■ Source data ■
------

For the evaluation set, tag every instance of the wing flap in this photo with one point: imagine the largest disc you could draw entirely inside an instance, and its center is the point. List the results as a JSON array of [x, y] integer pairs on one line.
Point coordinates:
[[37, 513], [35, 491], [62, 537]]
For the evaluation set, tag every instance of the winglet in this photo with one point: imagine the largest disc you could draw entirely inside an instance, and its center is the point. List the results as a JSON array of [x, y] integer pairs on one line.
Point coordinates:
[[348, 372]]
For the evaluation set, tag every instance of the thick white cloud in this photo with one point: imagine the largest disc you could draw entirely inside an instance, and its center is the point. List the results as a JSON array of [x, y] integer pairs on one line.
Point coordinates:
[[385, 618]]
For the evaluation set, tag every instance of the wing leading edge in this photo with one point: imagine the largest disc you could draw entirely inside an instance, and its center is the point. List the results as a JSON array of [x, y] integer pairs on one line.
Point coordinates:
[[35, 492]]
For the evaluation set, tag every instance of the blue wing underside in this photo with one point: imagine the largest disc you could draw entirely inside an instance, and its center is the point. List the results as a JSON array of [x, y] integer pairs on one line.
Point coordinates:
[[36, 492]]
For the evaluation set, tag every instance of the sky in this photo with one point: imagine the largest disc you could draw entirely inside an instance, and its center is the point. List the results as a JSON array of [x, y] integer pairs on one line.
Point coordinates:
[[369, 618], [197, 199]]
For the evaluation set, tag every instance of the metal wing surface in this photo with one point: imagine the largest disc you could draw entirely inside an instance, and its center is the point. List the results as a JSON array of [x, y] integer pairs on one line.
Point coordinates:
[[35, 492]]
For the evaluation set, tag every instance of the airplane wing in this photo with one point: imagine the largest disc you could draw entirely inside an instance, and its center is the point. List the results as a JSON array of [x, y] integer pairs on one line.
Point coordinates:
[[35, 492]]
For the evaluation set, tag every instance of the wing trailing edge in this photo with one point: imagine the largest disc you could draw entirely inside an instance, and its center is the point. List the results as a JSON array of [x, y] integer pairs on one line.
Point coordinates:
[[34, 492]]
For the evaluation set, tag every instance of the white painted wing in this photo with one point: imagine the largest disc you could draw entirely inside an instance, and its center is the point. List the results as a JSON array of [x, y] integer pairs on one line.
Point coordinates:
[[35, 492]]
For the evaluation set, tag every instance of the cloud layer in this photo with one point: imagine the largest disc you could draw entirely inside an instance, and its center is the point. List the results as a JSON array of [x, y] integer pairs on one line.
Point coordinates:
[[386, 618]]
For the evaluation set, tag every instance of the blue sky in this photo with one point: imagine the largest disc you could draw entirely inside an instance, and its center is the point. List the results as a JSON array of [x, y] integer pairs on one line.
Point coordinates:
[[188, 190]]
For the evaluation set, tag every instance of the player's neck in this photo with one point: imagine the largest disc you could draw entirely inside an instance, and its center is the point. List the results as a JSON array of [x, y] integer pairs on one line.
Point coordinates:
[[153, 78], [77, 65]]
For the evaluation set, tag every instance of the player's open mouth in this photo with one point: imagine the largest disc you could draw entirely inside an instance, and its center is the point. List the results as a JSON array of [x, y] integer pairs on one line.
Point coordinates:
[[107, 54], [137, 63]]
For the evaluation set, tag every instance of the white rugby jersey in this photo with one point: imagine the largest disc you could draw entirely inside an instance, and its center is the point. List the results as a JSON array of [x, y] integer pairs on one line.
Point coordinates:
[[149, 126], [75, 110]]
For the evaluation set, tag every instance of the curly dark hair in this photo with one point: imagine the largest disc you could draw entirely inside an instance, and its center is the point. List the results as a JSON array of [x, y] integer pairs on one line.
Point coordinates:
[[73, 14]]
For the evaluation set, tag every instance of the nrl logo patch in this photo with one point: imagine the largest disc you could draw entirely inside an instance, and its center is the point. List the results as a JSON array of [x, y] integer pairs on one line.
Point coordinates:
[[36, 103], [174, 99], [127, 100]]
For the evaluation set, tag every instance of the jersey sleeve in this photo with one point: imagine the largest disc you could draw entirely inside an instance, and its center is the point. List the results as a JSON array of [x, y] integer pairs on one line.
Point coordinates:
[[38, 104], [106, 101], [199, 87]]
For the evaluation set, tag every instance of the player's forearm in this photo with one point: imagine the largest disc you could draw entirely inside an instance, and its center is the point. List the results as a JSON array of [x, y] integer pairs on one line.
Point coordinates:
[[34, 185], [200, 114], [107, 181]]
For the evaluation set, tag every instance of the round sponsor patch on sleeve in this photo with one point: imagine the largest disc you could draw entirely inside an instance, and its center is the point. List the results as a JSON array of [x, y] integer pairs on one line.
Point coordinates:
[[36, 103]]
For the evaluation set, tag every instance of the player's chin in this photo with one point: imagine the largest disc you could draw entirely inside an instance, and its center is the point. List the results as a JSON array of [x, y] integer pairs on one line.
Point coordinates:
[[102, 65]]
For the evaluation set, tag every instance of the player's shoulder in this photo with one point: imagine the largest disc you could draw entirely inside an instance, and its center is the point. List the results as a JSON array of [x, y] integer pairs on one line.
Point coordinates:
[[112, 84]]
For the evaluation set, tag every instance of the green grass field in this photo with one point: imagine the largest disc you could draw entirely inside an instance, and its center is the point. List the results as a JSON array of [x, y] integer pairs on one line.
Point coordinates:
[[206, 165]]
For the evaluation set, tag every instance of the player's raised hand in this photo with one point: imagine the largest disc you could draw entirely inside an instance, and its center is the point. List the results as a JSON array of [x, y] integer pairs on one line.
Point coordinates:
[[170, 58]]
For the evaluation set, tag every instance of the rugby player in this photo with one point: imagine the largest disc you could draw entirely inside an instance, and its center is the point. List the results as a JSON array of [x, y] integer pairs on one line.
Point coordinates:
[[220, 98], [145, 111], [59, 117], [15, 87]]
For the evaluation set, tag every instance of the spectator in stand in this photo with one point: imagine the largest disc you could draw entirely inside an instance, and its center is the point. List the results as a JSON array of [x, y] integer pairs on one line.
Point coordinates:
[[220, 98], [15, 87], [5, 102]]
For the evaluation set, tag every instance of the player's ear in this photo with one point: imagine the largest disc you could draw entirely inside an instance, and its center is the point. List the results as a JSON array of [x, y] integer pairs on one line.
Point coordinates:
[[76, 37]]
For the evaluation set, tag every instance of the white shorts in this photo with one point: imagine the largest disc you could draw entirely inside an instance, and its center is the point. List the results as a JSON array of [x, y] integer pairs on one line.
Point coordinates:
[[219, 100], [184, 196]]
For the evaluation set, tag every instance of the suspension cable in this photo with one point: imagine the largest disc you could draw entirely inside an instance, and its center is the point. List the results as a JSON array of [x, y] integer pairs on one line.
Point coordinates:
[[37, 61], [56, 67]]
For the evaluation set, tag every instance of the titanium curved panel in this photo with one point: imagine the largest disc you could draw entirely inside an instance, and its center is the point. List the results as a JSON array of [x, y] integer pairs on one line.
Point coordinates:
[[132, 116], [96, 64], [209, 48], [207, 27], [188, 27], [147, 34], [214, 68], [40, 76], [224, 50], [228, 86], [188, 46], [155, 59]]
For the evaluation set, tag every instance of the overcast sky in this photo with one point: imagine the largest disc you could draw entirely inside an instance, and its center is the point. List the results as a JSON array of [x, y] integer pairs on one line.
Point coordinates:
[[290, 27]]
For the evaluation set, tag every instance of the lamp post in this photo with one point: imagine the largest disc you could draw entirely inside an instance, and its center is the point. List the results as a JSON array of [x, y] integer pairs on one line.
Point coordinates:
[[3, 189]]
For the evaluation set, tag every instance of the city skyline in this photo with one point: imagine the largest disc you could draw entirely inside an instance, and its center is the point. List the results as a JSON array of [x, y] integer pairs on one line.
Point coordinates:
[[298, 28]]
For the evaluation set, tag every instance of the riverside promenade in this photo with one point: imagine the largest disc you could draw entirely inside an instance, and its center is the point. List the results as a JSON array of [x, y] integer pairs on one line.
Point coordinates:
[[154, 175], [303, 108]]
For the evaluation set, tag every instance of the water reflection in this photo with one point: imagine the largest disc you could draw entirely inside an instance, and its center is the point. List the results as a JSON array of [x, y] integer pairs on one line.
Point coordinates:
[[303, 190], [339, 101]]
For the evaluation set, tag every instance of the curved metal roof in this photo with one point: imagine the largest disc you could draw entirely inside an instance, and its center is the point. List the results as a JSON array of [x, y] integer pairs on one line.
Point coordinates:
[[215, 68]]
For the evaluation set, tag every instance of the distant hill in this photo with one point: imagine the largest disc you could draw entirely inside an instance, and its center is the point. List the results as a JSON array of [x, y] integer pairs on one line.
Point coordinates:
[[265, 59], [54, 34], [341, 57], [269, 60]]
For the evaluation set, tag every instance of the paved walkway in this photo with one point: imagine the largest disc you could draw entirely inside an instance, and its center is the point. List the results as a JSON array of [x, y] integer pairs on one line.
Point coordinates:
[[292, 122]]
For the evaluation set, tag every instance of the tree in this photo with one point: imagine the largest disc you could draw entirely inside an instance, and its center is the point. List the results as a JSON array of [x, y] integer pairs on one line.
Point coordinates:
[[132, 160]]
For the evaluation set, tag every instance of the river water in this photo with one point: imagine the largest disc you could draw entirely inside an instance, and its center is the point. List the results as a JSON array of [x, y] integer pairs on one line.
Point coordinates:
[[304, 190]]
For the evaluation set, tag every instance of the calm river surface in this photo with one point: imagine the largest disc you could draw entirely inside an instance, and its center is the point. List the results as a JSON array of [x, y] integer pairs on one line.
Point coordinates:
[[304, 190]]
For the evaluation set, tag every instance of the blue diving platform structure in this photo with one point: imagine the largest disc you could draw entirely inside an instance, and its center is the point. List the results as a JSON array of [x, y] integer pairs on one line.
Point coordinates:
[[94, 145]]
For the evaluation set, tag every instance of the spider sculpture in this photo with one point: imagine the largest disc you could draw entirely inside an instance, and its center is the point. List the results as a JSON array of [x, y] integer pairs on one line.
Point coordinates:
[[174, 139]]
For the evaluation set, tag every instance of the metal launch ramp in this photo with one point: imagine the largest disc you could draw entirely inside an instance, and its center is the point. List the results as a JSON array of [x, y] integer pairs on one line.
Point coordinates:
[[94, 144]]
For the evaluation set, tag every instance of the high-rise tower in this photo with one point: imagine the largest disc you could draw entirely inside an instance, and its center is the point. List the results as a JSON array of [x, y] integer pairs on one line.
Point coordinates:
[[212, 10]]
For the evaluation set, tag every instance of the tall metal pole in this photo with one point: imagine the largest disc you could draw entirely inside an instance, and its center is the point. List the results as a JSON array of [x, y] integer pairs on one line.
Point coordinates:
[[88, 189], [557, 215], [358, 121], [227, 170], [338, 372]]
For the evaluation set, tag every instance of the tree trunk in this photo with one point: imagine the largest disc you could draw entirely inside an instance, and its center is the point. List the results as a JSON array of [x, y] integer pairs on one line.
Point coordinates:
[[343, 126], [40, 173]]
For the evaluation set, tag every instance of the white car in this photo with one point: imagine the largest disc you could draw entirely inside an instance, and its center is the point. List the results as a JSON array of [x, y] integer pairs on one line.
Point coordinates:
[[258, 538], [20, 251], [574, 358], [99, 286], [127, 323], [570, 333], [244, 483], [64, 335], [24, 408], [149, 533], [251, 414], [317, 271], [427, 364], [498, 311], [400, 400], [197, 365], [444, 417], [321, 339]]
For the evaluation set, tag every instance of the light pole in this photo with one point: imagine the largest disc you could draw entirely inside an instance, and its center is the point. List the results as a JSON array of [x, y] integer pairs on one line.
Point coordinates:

------

■ Your goal ■
Format everything in the listing above from the line containing "For the evaluation set, tag every instance of the lamp" down to the line containing "[[265, 59], [54, 34], [341, 57], [269, 60]]" as a numbered list, one line per item, with blank lines omitted.

■ The result ■
1. For the evaluation set, tag every instance of the lamp post in this photo with one point: imagine the largest disc you could draw entirely inside an instance, and its center is the point. List the results as a JSON array of [x, y] integer pairs on one line.
2. Point coordinates:
3. [[3, 189]]
4. For the evaluation set, tag every instance of the city skyline in this photo with one point: imagine the largest disc you could draw entirely inside an instance, and its center is the point. List the results as a JSON array of [x, y] integer pairs on one line.
5. Point coordinates:
6. [[298, 28]]
7. For the evaluation set, tag every instance of the riverside promenade in this photo with one point: imagine the largest disc you could draw entirely inside an instance, and its center is the point. List the results as a JSON array of [x, y] integer pairs on one line.
8. Point coordinates:
9. [[154, 175], [303, 108]]
10. For the evaluation set, tag every instance of the water reflection in this photo with one point: imagine the largest disc you could draw entirely inside an instance, and its center is the point. List the results as a JSON array of [x, y] integer pairs on one line.
11. Point coordinates:
12. [[303, 190], [339, 101]]
13. For the evaluation set, tag every instance of the curved metal roof in this photo with one point: imagine the largest disc you could draw entirely inside an instance, and its center is the point. List the results as a JSON array of [x, y] integer pairs on one line.
14. Point coordinates:
15. [[215, 68]]
16. For the evaluation set, tag every instance of the distant hill in this photo with one point: imagine the largest disc you could draw entirely inside an instance, and its center is the point. List the results as a JSON array of [x, y] integer pairs on one line.
17. Point coordinates:
18. [[265, 59], [54, 34], [341, 57], [269, 60]]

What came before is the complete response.